**Objective:** Copy out every one of the lines below word for word, leaving out the pictures.

**Given records:**

========================================================================

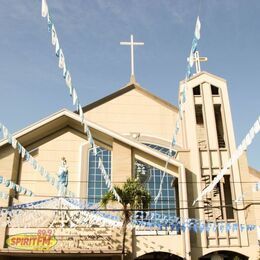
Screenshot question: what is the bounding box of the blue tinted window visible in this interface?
[87,147,111,204]
[136,161,176,222]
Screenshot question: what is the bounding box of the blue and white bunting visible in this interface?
[154,16,201,203]
[193,117,260,205]
[42,0,120,201]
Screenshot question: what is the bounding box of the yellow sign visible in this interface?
[6,230,57,251]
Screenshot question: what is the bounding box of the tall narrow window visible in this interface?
[195,105,207,148]
[87,147,111,205]
[211,85,219,95]
[224,175,234,219]
[214,104,226,148]
[193,85,200,96]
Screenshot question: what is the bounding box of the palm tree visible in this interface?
[100,179,151,257]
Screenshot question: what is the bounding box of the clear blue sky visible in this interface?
[0,0,260,169]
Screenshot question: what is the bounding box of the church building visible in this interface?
[0,43,260,260]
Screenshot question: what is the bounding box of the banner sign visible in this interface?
[6,227,122,251]
[6,229,57,251]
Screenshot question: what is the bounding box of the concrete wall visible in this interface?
[86,89,182,145]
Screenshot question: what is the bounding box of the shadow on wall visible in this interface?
[136,252,183,260]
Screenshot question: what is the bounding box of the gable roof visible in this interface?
[83,81,178,112]
[0,109,184,172]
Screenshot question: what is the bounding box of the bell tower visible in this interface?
[180,72,248,247]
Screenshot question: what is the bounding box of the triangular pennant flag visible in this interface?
[42,0,48,17]
[47,13,52,32]
[55,38,60,57]
[59,49,65,69]
[189,50,194,68]
[51,24,57,45]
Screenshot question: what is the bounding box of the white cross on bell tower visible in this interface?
[187,51,208,73]
[120,34,144,82]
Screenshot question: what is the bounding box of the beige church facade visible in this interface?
[0,72,260,260]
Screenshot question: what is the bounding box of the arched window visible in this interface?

========================================================================

**Response to this task:**
Screenshot question: what is the bounding box of the blue tinted window visible in this interface?
[87,147,111,204]
[136,161,176,222]
Screenshot question: what is the bounding box of the blue and white bunting visible in this interface?
[154,16,201,203]
[193,117,260,205]
[42,0,120,201]
Screenshot question: what is the bounding box of the yellow sign visible in this interface?
[6,230,57,251]
Screenshot question: what is the bounding box of the tall narrow window visible in this interface?
[195,105,207,148]
[87,147,111,205]
[211,85,219,95]
[224,175,234,219]
[214,104,226,148]
[193,85,200,96]
Screenshot question: what is the bounding box of the palm tree visible in this interface?
[100,179,151,257]
Screenshot question: what is the bounding box of the clear blue sky visible in this interface?
[0,0,260,169]
Screenshot question: what is the bounding box of the church building visible in this interface?
[0,43,260,260]
Screenshot question: what is the bounding box of the banner sign visible in this interface?
[6,227,122,251]
[6,229,57,251]
Screenshot question: what is the bounding box of the concrete wall visible in this interface?
[86,89,182,145]
Screenshot question: what is the bounding box of the shadow on wall visible in this interface?
[136,252,183,260]
Screenshot question: what is the bounding box of the gable roof visible in this interface?
[83,81,178,112]
[0,109,184,172]
Screenshot question: what is the bounding box of the bell tower visible in this interface?
[180,72,248,247]
Screenshot question: what is the bounding box of the triangular pennant flag visible in this interface?
[42,0,48,17]
[47,13,52,32]
[55,38,60,57]
[59,49,65,69]
[189,50,194,68]
[51,24,57,45]
Screenshot question: what is the bounding box of the white cross on bell tower visible in this interface?
[187,51,208,73]
[120,34,144,82]
Screenshot question: what is the bounding box of the beige church facade visible in this interface?
[0,72,260,260]
Screenshot question: what is the bounding box of the arched window visible in this interface?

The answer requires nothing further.